**DATA LINES:**
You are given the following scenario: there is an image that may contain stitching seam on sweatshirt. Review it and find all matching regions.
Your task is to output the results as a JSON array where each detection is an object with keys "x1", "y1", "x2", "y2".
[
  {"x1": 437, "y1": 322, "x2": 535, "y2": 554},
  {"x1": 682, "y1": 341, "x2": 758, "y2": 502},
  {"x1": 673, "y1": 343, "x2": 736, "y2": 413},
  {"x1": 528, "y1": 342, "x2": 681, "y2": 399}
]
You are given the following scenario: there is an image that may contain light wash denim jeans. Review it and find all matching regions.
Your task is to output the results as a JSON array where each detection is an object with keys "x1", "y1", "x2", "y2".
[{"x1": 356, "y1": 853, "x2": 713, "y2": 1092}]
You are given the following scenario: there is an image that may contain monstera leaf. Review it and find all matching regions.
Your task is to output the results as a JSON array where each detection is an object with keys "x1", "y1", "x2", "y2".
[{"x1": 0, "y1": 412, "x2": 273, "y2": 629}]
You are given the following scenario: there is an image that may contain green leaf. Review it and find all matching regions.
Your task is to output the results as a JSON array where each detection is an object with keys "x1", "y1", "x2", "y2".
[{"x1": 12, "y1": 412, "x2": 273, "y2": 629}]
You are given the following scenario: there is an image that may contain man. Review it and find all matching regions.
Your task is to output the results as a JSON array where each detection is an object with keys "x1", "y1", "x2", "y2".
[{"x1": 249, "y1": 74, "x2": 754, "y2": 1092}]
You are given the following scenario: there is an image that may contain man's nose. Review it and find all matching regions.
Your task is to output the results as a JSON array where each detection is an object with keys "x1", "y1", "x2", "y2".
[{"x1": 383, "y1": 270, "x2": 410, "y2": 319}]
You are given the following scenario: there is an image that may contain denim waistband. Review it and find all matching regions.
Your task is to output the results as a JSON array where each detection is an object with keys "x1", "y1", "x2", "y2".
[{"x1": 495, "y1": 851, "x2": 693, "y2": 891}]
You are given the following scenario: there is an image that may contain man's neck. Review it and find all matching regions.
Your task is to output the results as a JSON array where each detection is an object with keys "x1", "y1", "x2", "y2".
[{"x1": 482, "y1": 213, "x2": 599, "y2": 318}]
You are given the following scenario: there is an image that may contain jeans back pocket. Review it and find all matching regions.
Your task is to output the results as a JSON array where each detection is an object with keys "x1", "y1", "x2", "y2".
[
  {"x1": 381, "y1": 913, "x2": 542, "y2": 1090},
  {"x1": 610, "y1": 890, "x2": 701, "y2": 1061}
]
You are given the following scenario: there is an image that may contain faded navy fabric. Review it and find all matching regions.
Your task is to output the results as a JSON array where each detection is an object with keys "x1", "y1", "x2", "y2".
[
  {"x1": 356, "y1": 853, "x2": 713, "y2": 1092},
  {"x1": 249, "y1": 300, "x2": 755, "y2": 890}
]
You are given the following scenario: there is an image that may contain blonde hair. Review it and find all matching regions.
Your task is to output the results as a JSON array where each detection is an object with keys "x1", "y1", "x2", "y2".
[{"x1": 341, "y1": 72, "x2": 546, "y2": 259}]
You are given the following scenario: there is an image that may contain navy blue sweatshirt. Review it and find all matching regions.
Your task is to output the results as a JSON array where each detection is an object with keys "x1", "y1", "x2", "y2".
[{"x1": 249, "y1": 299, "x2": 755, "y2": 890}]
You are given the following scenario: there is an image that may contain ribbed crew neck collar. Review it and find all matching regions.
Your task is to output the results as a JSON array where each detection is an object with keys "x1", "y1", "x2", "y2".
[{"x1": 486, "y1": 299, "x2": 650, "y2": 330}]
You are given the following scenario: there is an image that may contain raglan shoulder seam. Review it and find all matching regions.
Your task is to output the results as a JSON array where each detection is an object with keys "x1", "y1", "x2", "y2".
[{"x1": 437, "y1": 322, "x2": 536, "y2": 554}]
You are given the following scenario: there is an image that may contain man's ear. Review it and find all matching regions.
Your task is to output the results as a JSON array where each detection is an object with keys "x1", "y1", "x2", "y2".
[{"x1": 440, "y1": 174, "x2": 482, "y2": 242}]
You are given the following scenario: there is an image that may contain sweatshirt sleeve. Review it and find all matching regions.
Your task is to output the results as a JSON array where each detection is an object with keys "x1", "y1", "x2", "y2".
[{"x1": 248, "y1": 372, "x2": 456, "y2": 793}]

**WHAT THE TASK REQUIRES:** Pull out every line of the data that contains the word "sweatshirt" and list those lines.

**TASK RESPONSE:**
You are given the following scenario: there is an image that may contain stitching seam on sweatshirt. Review it and find all matching regions.
You are given the following scenario: there is an image that may contain navy blue sweatshirt. Review it and find all matching regions.
You are given the following scenario: there is an image that may contain sweatshirt sleeve. Review it and find all matching regions.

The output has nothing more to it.